■ **What this task involves**:
Extend the passage on ancient Egyptian food, beginning after its last sentence.

■ **Passage shown**:
-- Opening Marker --
Food


Beer:
The ancient Egyptian method of producing it was similar to the one still in use in the Sudan today: Wheat, barley or millet was coarsely ground. One quarter of the grain was soaked and left in the sun for a while; the rest was formed into loaves of bread and lightly baked in order not to destroy the enzymes. The loaves were crumbled and mixed with the soaked grain, which had fermented. Then water and some beer were added and the mixture was left to ferment. The fermentation complete, the liquid was strained.
This process has been depicted since 2500 BCE, when the loaves were baked in little moulds, as ovens came into use only after 2000 BCE. Beer production was a royal monopoly. Eight brands of beer were known, but the use of barley became common in Hellenistic times. Temples had their own breweries, while brewing in towns and villages was farmed out.
Milk
The Egyptians kept cattle, goats and sheep. Their milk was kept in egg-shaped earthen jars, plugged with grass as protection against insect and was either drunk or, due to the warm climate, processed into quark or yoghurt-like labaneh.
Wine
Wine was known to the Egyptians before 3000 BCE, and the Egyptian word for it, irep, predates any known word for vine, which suggests, that wine may have been imported before it was produced locally. The vines were probably brought to Egypt by the Phoenicians. Wine became an important consumer good. Wine was drunk by everyone on festive occasions, such as the yearly Hathor Celebrations at Bubastis, Hathor being the goddess of love, joy and drunkenness. Every temple had vineyards to supply the wine necessary for the rituals, though most of the wine was produced in the Delta.
Staple food.
The staple food was bread and beer , supplemented by onions or other vegetables and dried fish. Meat wasn't eaten often by the fellaheen. Growing domesticated animals for the sole purpose of meat production is quite expensive. They sometimes supplemented their diet by hunting and fowling.

While the food of the common people was rather basic at best, and during the recurring corn dearths sadly lacking, the affluent certainly knew how to live it up: Meat, water fowls, vegetables, fruit and wine were part of their diet, as was the ubiquitous bread in one of its many guises.
-- Closing Marker --
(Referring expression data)
-- Opening Marker --
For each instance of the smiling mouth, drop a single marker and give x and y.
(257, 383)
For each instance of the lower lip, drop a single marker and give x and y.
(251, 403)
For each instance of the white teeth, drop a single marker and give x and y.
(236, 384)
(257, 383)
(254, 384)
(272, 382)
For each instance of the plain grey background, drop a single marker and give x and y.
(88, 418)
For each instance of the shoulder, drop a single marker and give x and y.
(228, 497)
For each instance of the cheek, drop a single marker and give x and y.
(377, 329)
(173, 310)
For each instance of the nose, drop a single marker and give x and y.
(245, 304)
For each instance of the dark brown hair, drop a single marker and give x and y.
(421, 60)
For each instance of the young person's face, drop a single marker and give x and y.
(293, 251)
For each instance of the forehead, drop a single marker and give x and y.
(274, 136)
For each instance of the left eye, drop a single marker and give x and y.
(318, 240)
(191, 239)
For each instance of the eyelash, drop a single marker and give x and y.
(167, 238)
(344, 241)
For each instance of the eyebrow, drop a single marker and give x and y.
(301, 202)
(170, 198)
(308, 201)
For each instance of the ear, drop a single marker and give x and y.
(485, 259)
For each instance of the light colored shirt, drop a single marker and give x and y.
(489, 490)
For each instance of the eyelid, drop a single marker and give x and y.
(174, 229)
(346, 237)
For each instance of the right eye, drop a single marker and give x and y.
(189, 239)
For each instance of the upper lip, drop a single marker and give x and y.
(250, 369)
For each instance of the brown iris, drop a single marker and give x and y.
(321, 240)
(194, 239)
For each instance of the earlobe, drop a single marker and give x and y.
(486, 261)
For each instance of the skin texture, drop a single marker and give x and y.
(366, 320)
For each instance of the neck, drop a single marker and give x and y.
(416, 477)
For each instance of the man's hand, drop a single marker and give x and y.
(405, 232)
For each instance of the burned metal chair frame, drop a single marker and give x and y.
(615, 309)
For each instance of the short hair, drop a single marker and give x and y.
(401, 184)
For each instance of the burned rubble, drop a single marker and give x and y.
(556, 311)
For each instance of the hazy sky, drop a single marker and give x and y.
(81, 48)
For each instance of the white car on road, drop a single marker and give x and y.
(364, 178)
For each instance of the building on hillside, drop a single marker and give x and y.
-- Closing Marker --
■ **Result**:
Oils:
Olive oil was used for lighting, but one may surmise it was used in the preparation of food as well. The common people, both men and women anointed themselves with the oil of the kikki (castor-berry).Apples, olives and pomegranates were brought to Egypt during the reign of the Hyksos. The early agricultural landscape of ancient Egypt was one of natural irrigation. Drainage was not required in order for the Valley to become livable. With the natural flooding and draining of the floodplain, the annual flood permitted a single crop season over up to two-thirds of the alluvial ground.The total amount of grain harvested depended on the surface covered by the flooding Nile, between 45,000 and 110,000 square kilometers. Famines were frequent (some even estimate that only every third year would there have been sufficient grain), though often Egypt had surpluses of grain which it exported. The harvest generally took place shortly before the beginning of the next flooding, about in May or June, at times in April. The whole population took part and on big estates journeying harvesting teams were employed. These itinerant reapers began the season in the southern part of the country and followed the ripening crops downriver.
Field Crops:

Important field crops were emmer (wheat) and barley, used for baking bread and brewing beer, flax for the production of cloth and ropes, sesame, beans and chickpeas, lettuce, onions, leeks, dill, grapes, melons and gourds, the naturally occurring papyrus reeds (now extinct in Egypt), used for paper, boats, ropes, mats and many other things and the castor oil plant , from which oil for many purposes (among others as a sort of money) was pressed.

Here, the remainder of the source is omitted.